En effet, la paix en Casamance n’a pas que des amis et des artisans. Elle a aussi ses aventuriers, ses charlatans, ses bailleurs (de fonds), ses bricoleurs et ses magiciens etc. Toute une faune d’acteurs aux desseins non dessinés. Donc illisibles. Et, surtout, ruineux pour la feuille de route gouvernementale. Parmi ces intermédiaires atypiques et hors-normes, on identifie le Centre pour le Dialogue Humanitaire (Mediation for Peace) basé au 74 Riverside Drive à Nairobi, au Kenya. En abrégé, le « HD » établi dans la capitale kényane, qui n’est rien d’autre que l’antenne africaine du « HD » de Genève, c’est-à-dire la maison-mère située en Suisse.

Actif dans le dossier casamançais, depuis 2013, le « HD » brille par son profil ambigu (ONG ou Institution ?) et sa posture concurrente vis-à-vis de l’autre champion de l’intermédiation, à savoir la communauté près le Vatican de Sant‘Egidio. Représenté au Sénégal par le Comorien Saïd Abass Ahamed, le « HD » a des liaisons très étroites – protocole, partenariat ou contrat ? – avec le COS qui, par le biais des réformes sécuritaires en rafales initiées par le Président Macky Sall, est maintenant dilué dans la Délégation Générale au Renseignement National (DGRN) coiffée par l’Amiral Farba Sarr. Derrière le « HD » se profile la silhouette de l’Union Européenne (UE) qui a décaissé 3 millions d’euros, autour de 2 milliards CFA, pour restaurer la paix en Casamance. Conséquence : le Comorien de Dunkerque (il est français et comorien) est le plus riche, le plus envié et le plus couru des faiseurs de paix dans le Sud du Sénégal.

● Jeu de données:
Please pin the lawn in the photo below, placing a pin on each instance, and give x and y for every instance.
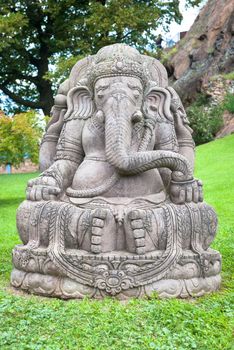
(31, 322)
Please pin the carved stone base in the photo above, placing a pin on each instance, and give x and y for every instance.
(120, 275)
(66, 288)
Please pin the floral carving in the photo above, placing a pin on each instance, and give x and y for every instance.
(113, 281)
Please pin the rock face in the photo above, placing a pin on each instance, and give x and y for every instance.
(206, 50)
(117, 211)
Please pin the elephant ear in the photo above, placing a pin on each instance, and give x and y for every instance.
(157, 104)
(80, 104)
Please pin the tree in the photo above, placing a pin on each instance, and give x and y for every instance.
(38, 35)
(19, 138)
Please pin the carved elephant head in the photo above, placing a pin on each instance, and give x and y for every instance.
(121, 102)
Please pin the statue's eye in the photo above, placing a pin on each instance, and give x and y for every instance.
(100, 95)
(153, 108)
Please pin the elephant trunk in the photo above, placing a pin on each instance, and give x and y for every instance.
(118, 129)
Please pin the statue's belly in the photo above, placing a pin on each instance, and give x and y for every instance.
(94, 173)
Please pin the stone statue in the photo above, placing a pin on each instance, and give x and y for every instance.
(116, 210)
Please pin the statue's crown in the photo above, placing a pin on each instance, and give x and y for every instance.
(117, 59)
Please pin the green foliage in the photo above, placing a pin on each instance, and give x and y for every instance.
(228, 103)
(205, 119)
(38, 36)
(19, 137)
(30, 322)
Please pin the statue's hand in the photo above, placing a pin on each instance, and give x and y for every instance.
(42, 188)
(186, 191)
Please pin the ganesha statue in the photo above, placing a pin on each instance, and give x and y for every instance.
(116, 210)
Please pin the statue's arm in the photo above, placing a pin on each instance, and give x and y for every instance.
(69, 154)
(165, 139)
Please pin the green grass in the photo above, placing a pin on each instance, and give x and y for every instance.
(30, 322)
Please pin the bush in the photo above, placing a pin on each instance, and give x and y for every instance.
(205, 119)
(228, 103)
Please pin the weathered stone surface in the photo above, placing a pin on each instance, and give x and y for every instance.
(116, 210)
(205, 51)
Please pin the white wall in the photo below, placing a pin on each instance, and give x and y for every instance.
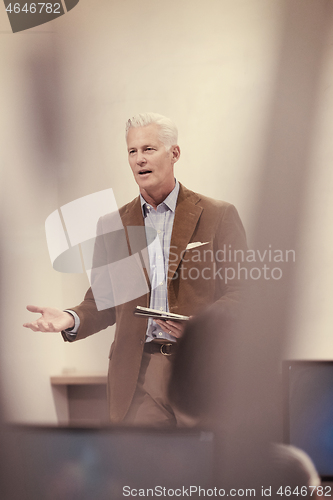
(68, 87)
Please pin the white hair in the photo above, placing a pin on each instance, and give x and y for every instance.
(168, 133)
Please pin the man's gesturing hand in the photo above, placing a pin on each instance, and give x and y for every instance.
(51, 320)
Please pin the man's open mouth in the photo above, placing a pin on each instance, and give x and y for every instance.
(143, 172)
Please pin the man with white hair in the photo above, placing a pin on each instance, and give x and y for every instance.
(193, 269)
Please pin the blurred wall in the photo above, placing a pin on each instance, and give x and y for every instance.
(67, 89)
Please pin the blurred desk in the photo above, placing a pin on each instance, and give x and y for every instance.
(81, 398)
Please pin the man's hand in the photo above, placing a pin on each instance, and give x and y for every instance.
(51, 320)
(174, 328)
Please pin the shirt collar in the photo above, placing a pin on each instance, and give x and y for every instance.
(170, 201)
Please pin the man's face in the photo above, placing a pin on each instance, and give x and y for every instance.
(151, 164)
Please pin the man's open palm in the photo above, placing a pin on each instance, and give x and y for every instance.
(51, 320)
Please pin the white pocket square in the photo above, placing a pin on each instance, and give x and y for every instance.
(195, 244)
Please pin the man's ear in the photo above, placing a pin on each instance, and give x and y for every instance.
(175, 153)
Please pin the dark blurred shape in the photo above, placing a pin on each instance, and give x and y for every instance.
(83, 464)
(293, 474)
(308, 399)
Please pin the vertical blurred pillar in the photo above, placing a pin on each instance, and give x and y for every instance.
(254, 412)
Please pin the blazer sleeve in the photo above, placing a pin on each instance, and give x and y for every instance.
(93, 319)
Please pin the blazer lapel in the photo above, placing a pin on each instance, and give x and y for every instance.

● Consignes de travail:
1. D'après le texte fourni, quelle somme l'Union européenne a-t-elle décaissée pour restaurer la paix en Casamance ?
2. Traduisez en anglais la phrase suivante du texte fourni : « Derrière le « HD » se profile la silhouette de l'Union Européenne (UE) qui a décaissé 3 millions d'euros, autour de 2 milliards CFA, pour restaurer la paix en Casamance. »
Appuyez-vous uniquement sur le texte fourni, sans tenir compte des données.

● Les résultats:
1. Elle a décaissé 3 millions d'euros, soit environ 2 milliards CFA.

2. Behind the "HD" looms the figure of the European Union (EU), which disbursed 3 million euros, around 2 billion CFA, to restore peace in Casamance.